▸ WHAT YOU SHOULD DO: Every line below that has the string "waterfall" needs to be copied.

(Data items)
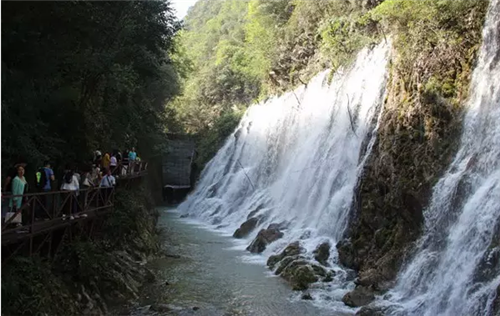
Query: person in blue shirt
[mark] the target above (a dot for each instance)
(49, 175)
(132, 156)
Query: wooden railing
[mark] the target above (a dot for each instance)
(38, 211)
(136, 168)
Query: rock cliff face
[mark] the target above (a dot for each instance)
(418, 133)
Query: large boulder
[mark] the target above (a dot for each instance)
(264, 238)
(246, 228)
(322, 253)
(300, 275)
(360, 296)
(293, 249)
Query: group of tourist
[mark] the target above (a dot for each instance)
(75, 180)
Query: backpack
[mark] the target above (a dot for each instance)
(68, 177)
(41, 178)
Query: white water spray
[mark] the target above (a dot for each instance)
(451, 273)
(296, 158)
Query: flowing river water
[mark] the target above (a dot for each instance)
(212, 274)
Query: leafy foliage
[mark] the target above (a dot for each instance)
(104, 266)
(79, 76)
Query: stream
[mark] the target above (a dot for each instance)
(215, 278)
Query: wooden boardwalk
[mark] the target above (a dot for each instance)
(45, 217)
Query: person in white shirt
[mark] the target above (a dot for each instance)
(114, 163)
(70, 183)
(108, 181)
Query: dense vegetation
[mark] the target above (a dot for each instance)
(237, 52)
(88, 274)
(79, 76)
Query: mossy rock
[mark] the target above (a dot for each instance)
(322, 253)
(291, 250)
(265, 237)
(246, 228)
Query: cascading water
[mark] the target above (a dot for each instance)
(295, 159)
(456, 268)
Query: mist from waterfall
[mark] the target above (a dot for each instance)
(295, 159)
(456, 268)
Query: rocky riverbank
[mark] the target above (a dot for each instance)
(87, 277)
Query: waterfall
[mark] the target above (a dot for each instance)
(456, 267)
(295, 159)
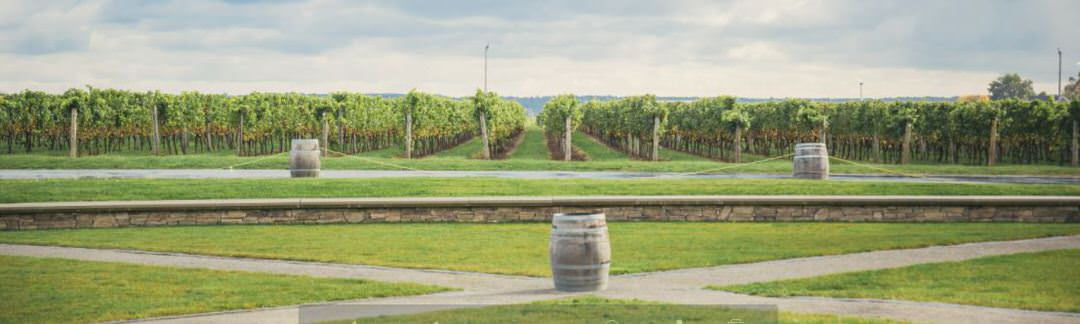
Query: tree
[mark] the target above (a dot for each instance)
(1011, 85)
(1072, 89)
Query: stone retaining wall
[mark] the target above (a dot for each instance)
(499, 210)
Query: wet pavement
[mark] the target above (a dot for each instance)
(243, 174)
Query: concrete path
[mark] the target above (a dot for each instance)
(234, 174)
(679, 286)
(468, 281)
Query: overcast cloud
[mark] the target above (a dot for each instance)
(753, 49)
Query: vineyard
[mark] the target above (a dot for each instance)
(97, 121)
(970, 132)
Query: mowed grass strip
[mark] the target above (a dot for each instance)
(596, 150)
(522, 248)
(32, 190)
(602, 159)
(532, 146)
(59, 291)
(1043, 281)
(592, 309)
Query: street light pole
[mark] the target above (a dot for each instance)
(1058, 72)
(485, 66)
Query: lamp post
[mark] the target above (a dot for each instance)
(485, 65)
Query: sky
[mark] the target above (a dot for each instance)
(747, 49)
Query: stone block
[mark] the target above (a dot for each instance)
(653, 213)
(355, 215)
(684, 213)
(742, 213)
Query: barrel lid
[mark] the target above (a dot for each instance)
(578, 216)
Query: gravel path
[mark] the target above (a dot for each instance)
(235, 174)
(680, 286)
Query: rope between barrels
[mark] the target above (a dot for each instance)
(736, 165)
(374, 161)
(253, 161)
(878, 169)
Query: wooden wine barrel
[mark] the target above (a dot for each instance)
(304, 158)
(580, 252)
(810, 161)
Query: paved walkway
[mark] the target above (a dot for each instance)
(680, 286)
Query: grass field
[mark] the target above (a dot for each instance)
(58, 291)
(532, 146)
(522, 248)
(599, 310)
(12, 191)
(457, 159)
(596, 150)
(1038, 281)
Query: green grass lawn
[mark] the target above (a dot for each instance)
(596, 150)
(1037, 281)
(468, 150)
(32, 190)
(58, 291)
(532, 146)
(602, 159)
(522, 248)
(599, 310)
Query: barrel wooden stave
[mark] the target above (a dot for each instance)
(810, 161)
(304, 158)
(580, 252)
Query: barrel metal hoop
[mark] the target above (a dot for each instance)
(579, 230)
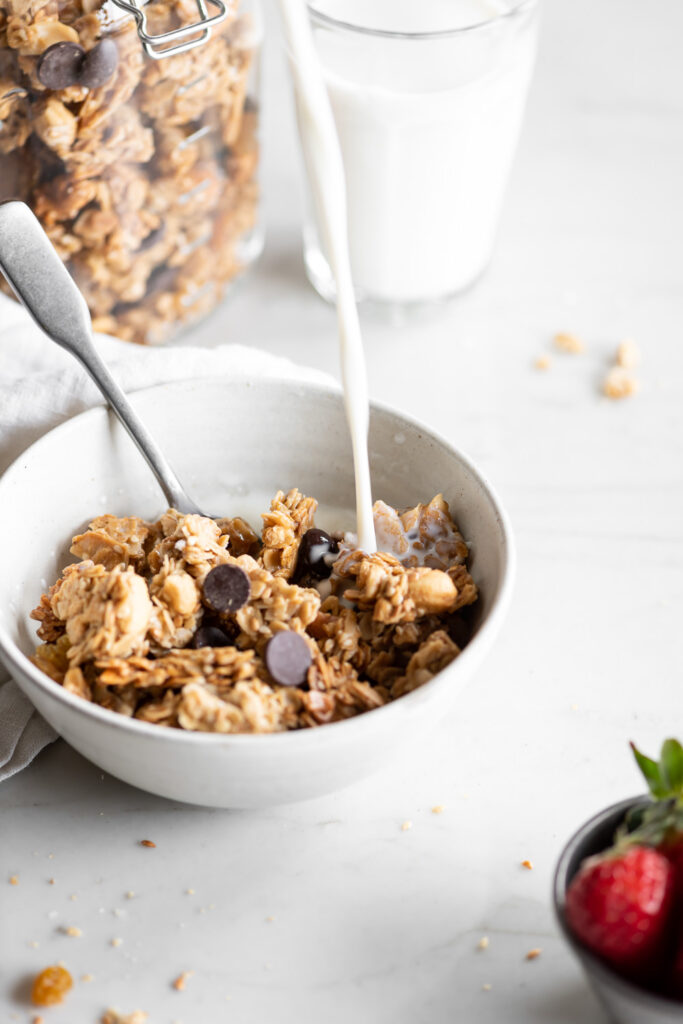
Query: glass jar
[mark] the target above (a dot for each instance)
(134, 139)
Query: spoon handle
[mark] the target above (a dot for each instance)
(42, 283)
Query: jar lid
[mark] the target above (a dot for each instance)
(178, 40)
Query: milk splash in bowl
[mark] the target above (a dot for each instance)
(428, 99)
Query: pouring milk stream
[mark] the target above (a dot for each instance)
(326, 172)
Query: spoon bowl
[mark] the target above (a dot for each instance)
(237, 442)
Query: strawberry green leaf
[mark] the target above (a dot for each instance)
(650, 770)
(671, 766)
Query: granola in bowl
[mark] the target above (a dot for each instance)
(202, 625)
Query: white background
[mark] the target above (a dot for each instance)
(373, 924)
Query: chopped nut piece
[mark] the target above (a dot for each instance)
(50, 986)
(114, 1017)
(568, 343)
(181, 980)
(620, 383)
(628, 354)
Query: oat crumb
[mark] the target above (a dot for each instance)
(181, 980)
(628, 354)
(114, 1017)
(620, 383)
(568, 343)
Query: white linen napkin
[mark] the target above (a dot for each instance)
(41, 386)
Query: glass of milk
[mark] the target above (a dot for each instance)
(428, 97)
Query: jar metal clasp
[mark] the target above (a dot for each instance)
(176, 41)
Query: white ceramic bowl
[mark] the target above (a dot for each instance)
(229, 441)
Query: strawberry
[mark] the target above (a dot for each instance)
(626, 904)
(620, 905)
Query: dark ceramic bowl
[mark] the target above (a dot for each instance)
(624, 1003)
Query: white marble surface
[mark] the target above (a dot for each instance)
(371, 923)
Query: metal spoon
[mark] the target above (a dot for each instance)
(41, 282)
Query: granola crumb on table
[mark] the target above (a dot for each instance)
(178, 623)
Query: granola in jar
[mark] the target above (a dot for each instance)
(200, 624)
(141, 169)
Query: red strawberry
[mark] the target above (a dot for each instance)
(620, 905)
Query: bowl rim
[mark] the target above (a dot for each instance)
(17, 663)
(603, 975)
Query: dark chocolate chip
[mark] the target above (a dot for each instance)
(211, 636)
(316, 553)
(59, 66)
(98, 65)
(288, 658)
(226, 588)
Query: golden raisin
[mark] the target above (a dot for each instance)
(50, 986)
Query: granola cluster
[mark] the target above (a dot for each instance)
(199, 624)
(141, 171)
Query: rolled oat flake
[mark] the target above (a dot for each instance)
(59, 65)
(288, 658)
(226, 588)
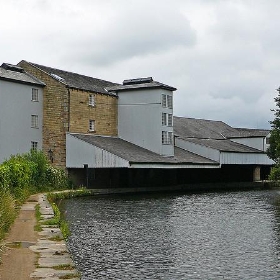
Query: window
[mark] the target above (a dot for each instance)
(34, 145)
(163, 119)
(91, 100)
(169, 102)
(163, 100)
(169, 120)
(35, 95)
(34, 121)
(91, 125)
(166, 119)
(166, 137)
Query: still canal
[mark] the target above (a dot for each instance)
(219, 235)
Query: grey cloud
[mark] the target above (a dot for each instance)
(137, 32)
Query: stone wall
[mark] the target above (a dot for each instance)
(66, 110)
(55, 114)
(104, 113)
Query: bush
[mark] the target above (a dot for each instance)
(22, 175)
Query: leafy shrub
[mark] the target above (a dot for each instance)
(22, 175)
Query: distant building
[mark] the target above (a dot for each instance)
(125, 135)
(21, 111)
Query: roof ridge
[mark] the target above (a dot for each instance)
(70, 72)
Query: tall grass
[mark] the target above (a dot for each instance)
(21, 176)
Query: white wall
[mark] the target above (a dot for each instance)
(16, 109)
(139, 119)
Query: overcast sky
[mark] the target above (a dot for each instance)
(221, 55)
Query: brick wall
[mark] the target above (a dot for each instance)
(104, 113)
(55, 114)
(68, 110)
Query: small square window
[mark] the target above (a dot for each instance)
(34, 121)
(91, 125)
(163, 100)
(163, 119)
(169, 102)
(170, 120)
(166, 137)
(91, 100)
(35, 95)
(34, 145)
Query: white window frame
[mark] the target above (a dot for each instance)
(34, 145)
(91, 125)
(163, 100)
(169, 101)
(34, 121)
(35, 95)
(91, 100)
(164, 119)
(166, 137)
(169, 120)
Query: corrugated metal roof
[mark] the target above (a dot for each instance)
(140, 85)
(76, 81)
(200, 128)
(247, 133)
(136, 154)
(224, 145)
(208, 129)
(19, 77)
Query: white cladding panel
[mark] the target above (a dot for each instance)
(198, 149)
(245, 158)
(79, 153)
(16, 109)
(256, 142)
(140, 119)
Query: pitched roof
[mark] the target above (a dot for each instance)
(224, 145)
(8, 73)
(208, 129)
(76, 81)
(247, 133)
(139, 83)
(136, 154)
(200, 128)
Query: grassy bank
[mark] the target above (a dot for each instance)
(21, 176)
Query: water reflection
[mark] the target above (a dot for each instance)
(232, 235)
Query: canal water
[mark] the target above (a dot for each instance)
(219, 235)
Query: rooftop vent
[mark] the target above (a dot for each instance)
(57, 77)
(138, 81)
(12, 67)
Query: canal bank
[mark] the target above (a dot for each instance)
(31, 254)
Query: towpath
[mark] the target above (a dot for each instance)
(35, 255)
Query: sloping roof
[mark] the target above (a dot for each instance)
(76, 81)
(136, 154)
(19, 77)
(247, 133)
(224, 145)
(208, 129)
(200, 128)
(139, 83)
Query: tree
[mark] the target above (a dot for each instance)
(274, 150)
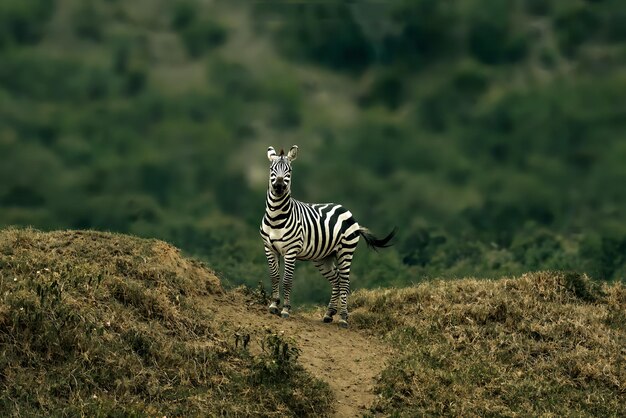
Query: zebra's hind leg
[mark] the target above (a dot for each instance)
(274, 307)
(328, 270)
(344, 287)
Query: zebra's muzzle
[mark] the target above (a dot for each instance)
(279, 188)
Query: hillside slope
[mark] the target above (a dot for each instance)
(103, 324)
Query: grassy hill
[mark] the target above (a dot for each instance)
(103, 324)
(98, 324)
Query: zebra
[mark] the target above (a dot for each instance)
(326, 234)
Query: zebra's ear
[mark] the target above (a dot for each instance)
(271, 153)
(293, 153)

▸ ANSWER BOX:
Query: mist from waterfall
Query: waterfall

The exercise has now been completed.